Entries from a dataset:
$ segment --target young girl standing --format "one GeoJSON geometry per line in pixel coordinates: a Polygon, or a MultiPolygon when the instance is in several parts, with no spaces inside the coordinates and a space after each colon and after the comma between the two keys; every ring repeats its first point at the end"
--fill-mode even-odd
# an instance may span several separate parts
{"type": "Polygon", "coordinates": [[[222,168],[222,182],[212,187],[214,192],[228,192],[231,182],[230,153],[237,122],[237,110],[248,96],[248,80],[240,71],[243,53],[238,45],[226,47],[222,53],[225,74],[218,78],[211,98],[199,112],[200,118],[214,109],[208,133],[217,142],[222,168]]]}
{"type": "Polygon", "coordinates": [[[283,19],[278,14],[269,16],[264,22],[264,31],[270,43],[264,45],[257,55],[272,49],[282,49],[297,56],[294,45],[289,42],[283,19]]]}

Written task: Turn the lines above into a numbered list, omitting any blank lines.

Correct response:
1. $ segment --target young girl standing --format "one GeoJSON geometry per line in pixel coordinates: a Polygon, or a MultiPolygon when the instance is in several parts, with no spaces inside the coordinates and a space after each colon and after the comma between the two keys; every ring repeats its first point at the end"
2. --fill-mode even-odd
3. # an instance may span several separate parts
4. {"type": "Polygon", "coordinates": [[[222,168],[222,182],[212,187],[214,192],[228,192],[231,182],[230,153],[237,122],[237,110],[248,96],[248,80],[240,71],[243,53],[238,45],[226,47],[222,53],[225,74],[218,78],[211,98],[199,112],[200,118],[214,109],[208,133],[217,142],[222,168]]]}
5. {"type": "Polygon", "coordinates": [[[283,19],[278,14],[269,16],[264,22],[264,31],[270,43],[264,45],[257,55],[272,49],[282,49],[297,56],[294,45],[289,42],[283,19]]]}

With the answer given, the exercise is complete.